◆ **Text extract**:
----------------------------------------

George H. W. Bush for President 1988
- Campaign: 1988 Republican primaries 1988 U.S. presidential election
- Candidate: George H. W. Bush 43rd Vice President of the United States (1981–1989) Dan Quayle U.S. Senator from Indiana (1981–1989)
- Affiliation: Republican Party
- Status: Announced: October 13, 1987 Presumptive nominee: April 26, 1988 Official nominee: August 18, 1988 Won election: November 8, 1988 Certification: January 4, 1989 Inaugurated: January 20, 1989
- Headquarters: Washington, D.C.
- Key people: Lee Atwater (campaign manager), Roger Ailes (media director)
- Slogan(s): Experienced Leadership For America's Future Kinder, Gentler Nation

= George H. W. Bush 1988 presidential campaign =

American political campaign

The 1988 presidential campaign of George H. W. Bush, the 43rd vice president of the United States under President Ronald Reagan, began when he announced he was running for the Republican Party's nomination in the 1988 U.S. presidential election on October 13, 1987. Bush won the 1988 election against the Democratic Party’s nominee Michael Dukakis on November 8, 1988. He was subsequently inaugurated as president on January 20, 1989.

==Primaries==
Bush's three main opponents in the 1988 Republican Party presidential primaries were Senator Bob Dole (R-KS); Pat Robertson, an evangelist; and Representative Jack Kemp (R-NY). Bush was long held back by the widespread perception of him as a "wimp" who had only ever done the bidding of others. His efforts to fight this perception included recruiting Roger Ailes to emphasize Bush's status as a World War II veteran, which Ailes did by producing a biographical ad.

In that year's Iowa caucus, held on February 8, 1988, Bush finished in third, behind winner Dole and runner-up Robertson. Bush's support then began to deteriorate, partly because former Secretary of State Alexander M. Haig Jr. had recently endorsed Dole. The Bush campaign then decided to produce an attack ad against Dole. Ailes got the idea to make an ad portraying Dole as a "straddler" on the issue of raising taxes, based on one of Dole's own ads describing Bush with the same word.

Bush's campaign focused on building a "Firewall" in the Southern United States, a strategy that proved successful after he won multiple primaries there on March 8. Bush was also successful in winning the New Hampshire primary against Dole on February 16, partly with help from the state's then-governor John H. Sununu, who successfully convinced many political figures in the state to support Bush by offering them low-digit license plates. Subsequently, Bush became the probable Republican nominee, completing a transformation of his status from loser to front-runner in 29 days.

After Bush's convincing performance on Super Tuesday on March 8, in which he won all 16 primaries, Dole dropped out of the race, making Bush the presumptive Republican nominee. After it became clear that Bush would be the Republican nominee, President Ronald Reagan endorsed him, saying in May 1988 that "I'm going to work as hard as I can to make Vice President George Bush the next president of the United States". Reagan did not campaign strongly for Bush during the rest of the election, however.

----------------------------------------

◆ **Request 1**:
Copy from the Bush campaign text, from "The 1988 presidential" up to and including "January 20, 1989.".

◆ **Task data**:
----------------------------------------

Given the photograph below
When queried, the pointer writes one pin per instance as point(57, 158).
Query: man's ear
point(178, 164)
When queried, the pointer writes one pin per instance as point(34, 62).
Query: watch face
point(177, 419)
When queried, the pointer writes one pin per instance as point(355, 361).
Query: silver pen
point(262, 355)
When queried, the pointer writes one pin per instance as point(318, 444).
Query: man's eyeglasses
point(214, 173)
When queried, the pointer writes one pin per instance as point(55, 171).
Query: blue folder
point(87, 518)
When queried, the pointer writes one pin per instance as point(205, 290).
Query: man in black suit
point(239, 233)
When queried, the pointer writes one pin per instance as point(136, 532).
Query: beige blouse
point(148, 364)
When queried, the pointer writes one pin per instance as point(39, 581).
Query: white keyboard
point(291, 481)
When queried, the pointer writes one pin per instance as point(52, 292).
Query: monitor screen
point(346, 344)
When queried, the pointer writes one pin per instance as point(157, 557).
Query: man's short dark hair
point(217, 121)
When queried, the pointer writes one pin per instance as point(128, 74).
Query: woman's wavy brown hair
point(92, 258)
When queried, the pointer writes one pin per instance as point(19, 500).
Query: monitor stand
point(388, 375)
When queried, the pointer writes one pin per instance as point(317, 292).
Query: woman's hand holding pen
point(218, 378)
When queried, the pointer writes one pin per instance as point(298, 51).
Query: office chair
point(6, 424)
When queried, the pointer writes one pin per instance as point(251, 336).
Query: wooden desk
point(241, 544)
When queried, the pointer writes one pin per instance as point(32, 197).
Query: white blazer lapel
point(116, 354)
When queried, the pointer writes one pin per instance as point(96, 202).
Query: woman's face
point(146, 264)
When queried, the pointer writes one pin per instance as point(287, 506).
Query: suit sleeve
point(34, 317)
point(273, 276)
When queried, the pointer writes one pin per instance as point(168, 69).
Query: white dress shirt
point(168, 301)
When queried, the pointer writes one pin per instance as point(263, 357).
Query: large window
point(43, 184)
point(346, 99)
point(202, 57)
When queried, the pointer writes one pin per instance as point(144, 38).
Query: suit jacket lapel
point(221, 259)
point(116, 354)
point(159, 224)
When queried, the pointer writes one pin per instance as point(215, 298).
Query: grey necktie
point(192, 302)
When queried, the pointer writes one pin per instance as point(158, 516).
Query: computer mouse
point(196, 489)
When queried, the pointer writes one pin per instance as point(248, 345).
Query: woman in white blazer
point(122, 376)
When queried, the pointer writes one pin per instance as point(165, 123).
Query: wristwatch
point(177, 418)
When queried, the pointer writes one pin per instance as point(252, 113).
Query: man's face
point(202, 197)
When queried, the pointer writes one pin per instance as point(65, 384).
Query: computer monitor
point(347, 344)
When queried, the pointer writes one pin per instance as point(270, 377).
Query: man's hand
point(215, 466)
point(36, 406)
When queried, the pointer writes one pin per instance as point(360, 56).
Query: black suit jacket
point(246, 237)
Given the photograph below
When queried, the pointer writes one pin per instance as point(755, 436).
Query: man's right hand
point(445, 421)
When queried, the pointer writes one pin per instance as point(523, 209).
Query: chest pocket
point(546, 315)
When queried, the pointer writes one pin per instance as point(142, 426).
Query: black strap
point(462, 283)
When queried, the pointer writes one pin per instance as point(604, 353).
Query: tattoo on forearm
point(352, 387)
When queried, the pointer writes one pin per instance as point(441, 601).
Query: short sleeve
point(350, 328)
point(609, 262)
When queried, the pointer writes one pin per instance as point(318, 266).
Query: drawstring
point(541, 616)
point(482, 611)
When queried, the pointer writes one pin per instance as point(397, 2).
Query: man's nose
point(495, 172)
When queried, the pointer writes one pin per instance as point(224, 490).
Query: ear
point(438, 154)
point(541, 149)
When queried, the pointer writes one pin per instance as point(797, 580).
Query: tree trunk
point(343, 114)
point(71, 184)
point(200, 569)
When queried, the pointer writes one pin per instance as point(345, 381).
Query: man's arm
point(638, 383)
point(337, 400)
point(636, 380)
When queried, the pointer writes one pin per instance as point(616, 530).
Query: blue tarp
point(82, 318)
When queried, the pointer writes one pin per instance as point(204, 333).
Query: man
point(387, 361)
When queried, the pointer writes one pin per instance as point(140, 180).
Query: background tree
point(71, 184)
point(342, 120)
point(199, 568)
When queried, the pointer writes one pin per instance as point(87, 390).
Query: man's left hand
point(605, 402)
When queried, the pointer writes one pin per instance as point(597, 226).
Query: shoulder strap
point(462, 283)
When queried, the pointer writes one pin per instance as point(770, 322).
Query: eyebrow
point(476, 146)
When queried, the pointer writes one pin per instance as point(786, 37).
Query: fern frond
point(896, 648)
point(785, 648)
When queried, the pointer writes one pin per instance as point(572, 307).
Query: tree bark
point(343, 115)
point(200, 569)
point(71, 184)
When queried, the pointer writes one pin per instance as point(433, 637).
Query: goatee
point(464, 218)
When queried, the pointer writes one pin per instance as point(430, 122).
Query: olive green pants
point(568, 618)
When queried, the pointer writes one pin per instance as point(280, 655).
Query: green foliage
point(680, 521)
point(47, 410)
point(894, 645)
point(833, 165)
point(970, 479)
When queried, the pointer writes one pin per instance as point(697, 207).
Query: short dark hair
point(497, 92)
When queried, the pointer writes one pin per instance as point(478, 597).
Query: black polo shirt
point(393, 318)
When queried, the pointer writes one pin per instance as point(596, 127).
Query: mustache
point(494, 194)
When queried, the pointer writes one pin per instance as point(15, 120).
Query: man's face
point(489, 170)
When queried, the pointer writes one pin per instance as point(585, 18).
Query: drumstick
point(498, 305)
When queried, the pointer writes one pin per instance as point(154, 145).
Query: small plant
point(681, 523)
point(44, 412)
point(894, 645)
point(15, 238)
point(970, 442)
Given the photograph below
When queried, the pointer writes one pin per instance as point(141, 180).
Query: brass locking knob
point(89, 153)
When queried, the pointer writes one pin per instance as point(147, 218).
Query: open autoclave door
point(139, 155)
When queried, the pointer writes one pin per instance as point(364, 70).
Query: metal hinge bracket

----------------------------------------

◆ **Request 2**:
Extract from the rows every line from the one containing "as point(397, 2)." up to and including the one containing "point(387, 361)", repeating each exactly.

◆ **Final result 1**:
The 1988 presidential campaign of George H. W. Bush, the 43rd vice president of the United States under President Ronald Reagan, began when he announced he was running for the Republican Party's nomination in the 1988 U.S. presidential election on October 13, 1987. Bush won the 1988 election against the Democratic Party’s nominee Michael Dukakis on November 8, 1988. He was subsequently inaugurated as president on January 20, 1989.

◆ **Final result 2**:
When queried, the pointer writes one pin per instance as point(397, 2).
Query: man's nose
point(495, 172)
When queried, the pointer writes one pin per instance as point(224, 490).
Query: ear
point(438, 154)
point(541, 149)
When queried, the pointer writes one pin per instance as point(797, 580).
Query: tree trunk
point(343, 114)
point(71, 184)
point(200, 569)
When queried, the pointer writes one pin per instance as point(345, 381).
Query: man's arm
point(638, 383)
point(337, 400)
point(636, 380)
When queried, the pointer writes one pin per instance as point(616, 530).
Query: blue tarp
point(82, 318)
When queried, the pointer writes one pin per instance as point(204, 333).
Query: man
point(387, 361)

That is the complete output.